::: Input for this task :::

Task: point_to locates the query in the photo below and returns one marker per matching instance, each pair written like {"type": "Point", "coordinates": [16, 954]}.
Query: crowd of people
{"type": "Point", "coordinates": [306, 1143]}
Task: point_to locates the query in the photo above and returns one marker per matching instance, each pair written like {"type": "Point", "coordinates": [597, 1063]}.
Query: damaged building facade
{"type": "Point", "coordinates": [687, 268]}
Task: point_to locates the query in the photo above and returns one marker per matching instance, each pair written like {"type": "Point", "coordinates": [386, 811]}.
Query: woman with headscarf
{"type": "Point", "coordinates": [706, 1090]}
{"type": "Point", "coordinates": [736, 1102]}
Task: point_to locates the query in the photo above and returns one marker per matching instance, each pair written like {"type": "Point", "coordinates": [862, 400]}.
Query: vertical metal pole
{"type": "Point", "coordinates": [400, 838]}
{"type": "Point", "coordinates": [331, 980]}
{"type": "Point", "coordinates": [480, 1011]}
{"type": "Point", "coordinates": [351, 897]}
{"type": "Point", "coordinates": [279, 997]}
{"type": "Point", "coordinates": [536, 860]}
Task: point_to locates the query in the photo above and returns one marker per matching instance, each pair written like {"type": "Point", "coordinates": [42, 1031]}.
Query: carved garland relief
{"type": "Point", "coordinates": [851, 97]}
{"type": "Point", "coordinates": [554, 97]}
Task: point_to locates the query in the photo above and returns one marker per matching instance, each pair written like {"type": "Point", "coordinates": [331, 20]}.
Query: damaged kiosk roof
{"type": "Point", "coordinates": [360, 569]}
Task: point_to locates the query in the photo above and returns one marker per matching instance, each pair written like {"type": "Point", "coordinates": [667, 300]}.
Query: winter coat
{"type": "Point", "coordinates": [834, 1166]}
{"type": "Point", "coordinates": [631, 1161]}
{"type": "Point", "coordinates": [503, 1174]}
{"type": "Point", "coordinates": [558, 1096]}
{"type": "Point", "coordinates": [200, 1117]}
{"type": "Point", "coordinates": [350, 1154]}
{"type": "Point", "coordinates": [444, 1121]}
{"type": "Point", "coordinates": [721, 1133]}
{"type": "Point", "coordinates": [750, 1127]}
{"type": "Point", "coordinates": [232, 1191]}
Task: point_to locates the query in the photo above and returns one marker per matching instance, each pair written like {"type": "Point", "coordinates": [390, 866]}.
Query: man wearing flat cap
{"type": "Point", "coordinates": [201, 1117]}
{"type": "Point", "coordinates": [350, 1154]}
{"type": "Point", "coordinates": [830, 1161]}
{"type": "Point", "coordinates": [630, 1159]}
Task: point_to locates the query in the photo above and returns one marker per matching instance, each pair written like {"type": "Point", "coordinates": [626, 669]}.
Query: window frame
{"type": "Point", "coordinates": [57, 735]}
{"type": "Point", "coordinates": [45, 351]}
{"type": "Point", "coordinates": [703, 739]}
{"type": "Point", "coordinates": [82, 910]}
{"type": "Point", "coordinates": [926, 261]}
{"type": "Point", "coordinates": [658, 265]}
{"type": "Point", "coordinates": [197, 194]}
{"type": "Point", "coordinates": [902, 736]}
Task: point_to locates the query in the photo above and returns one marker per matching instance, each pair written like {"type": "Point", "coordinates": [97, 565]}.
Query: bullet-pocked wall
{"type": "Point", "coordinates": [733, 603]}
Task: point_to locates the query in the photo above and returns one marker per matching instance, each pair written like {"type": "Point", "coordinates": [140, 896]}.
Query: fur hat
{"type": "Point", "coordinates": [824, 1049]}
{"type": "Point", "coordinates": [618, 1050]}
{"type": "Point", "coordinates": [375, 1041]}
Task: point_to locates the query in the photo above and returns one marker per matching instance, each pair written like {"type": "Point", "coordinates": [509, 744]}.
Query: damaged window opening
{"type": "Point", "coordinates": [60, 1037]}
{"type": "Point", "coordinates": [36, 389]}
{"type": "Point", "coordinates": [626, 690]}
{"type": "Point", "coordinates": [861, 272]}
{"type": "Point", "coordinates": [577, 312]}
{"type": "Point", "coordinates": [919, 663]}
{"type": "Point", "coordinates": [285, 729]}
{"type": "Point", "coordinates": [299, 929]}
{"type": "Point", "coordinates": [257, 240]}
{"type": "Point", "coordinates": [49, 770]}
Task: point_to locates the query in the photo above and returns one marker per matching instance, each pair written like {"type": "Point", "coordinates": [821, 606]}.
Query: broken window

:::

### Work instructions:
Without altering a single word, reproduce the entries above.

### Task output:
Task: point_to locates the query in the photo below and returns one marker per matching instance, each pair written like {"type": "Point", "coordinates": [16, 954]}.
Query: crowd of people
{"type": "Point", "coordinates": [306, 1143]}
Task: point_to locates the query in the photo above and returns one marker per matching instance, each pair written like {"type": "Point", "coordinates": [597, 1063]}.
Query: damaged building facade
{"type": "Point", "coordinates": [687, 268]}
Task: point_to locates the query in the photo above and returns one marker per matching instance, each pair written like {"type": "Point", "coordinates": [386, 811]}.
Query: woman with headscarf
{"type": "Point", "coordinates": [706, 1090]}
{"type": "Point", "coordinates": [736, 1102]}
Task: point_to locates the query in the photo above and returns one marker per matching instance, each pair written like {"type": "Point", "coordinates": [862, 400]}.
Query: vertical metal pole
{"type": "Point", "coordinates": [400, 838]}
{"type": "Point", "coordinates": [331, 980]}
{"type": "Point", "coordinates": [480, 1011]}
{"type": "Point", "coordinates": [351, 897]}
{"type": "Point", "coordinates": [279, 997]}
{"type": "Point", "coordinates": [536, 860]}
Task: point_to locates the query in the photo above and returns one marker per matching instance, each pair written like {"type": "Point", "coordinates": [42, 1031]}.
Query: carved garland relief
{"type": "Point", "coordinates": [851, 97]}
{"type": "Point", "coordinates": [554, 97]}
Task: point_to locates the query in the photo above and returns one marker per matching instance, each pair written like {"type": "Point", "coordinates": [331, 20]}.
Query: damaged kiosk roof
{"type": "Point", "coordinates": [360, 569]}
Task: point_to locates the query in the photo above and returns one marker per matching instance, each pair written like {"type": "Point", "coordinates": [667, 300]}.
Query: winter coat
{"type": "Point", "coordinates": [834, 1166]}
{"type": "Point", "coordinates": [631, 1161]}
{"type": "Point", "coordinates": [503, 1174]}
{"type": "Point", "coordinates": [558, 1096]}
{"type": "Point", "coordinates": [200, 1117]}
{"type": "Point", "coordinates": [350, 1154]}
{"type": "Point", "coordinates": [444, 1121]}
{"type": "Point", "coordinates": [721, 1133]}
{"type": "Point", "coordinates": [750, 1127]}
{"type": "Point", "coordinates": [232, 1191]}
Task: point_to locates the query in the photo above and returns one marker per matching instance, each pair written like {"type": "Point", "coordinates": [390, 866]}.
Query: man wearing flat cap
{"type": "Point", "coordinates": [201, 1117]}
{"type": "Point", "coordinates": [350, 1154]}
{"type": "Point", "coordinates": [830, 1161]}
{"type": "Point", "coordinates": [630, 1159]}
Task: point_to locates the query in the photo above and returns one marker per matching instance, each pair written like {"type": "Point", "coordinates": [626, 669]}.
Query: window frame
{"type": "Point", "coordinates": [57, 735]}
{"type": "Point", "coordinates": [45, 351]}
{"type": "Point", "coordinates": [703, 739]}
{"type": "Point", "coordinates": [82, 910]}
{"type": "Point", "coordinates": [926, 261]}
{"type": "Point", "coordinates": [658, 265]}
{"type": "Point", "coordinates": [197, 194]}
{"type": "Point", "coordinates": [902, 736]}
Task: point_to locates the query in the photo above and returns one marker per matching instance, each pair written like {"type": "Point", "coordinates": [97, 565]}.
Query: bullet-pocked wall
{"type": "Point", "coordinates": [733, 603]}
Task: point_to locates the query in the photo above and returns one marker per matching instance, each pair written like {"type": "Point", "coordinates": [140, 896]}.
Query: fur hat
{"type": "Point", "coordinates": [824, 1049]}
{"type": "Point", "coordinates": [618, 1050]}
{"type": "Point", "coordinates": [375, 1041]}
Task: point_to locates the query in the photo above and returns one marker per matching instance, each pair written like {"type": "Point", "coordinates": [509, 744]}.
Query: damaged window opening
{"type": "Point", "coordinates": [60, 1037]}
{"type": "Point", "coordinates": [36, 389]}
{"type": "Point", "coordinates": [626, 690]}
{"type": "Point", "coordinates": [861, 272]}
{"type": "Point", "coordinates": [577, 312]}
{"type": "Point", "coordinates": [919, 663]}
{"type": "Point", "coordinates": [285, 729]}
{"type": "Point", "coordinates": [299, 929]}
{"type": "Point", "coordinates": [257, 240]}
{"type": "Point", "coordinates": [49, 770]}
Task: point_to locates the query in the photo above and returns one marker per matching instance, each pair written like {"type": "Point", "coordinates": [821, 606]}.
Query: broken window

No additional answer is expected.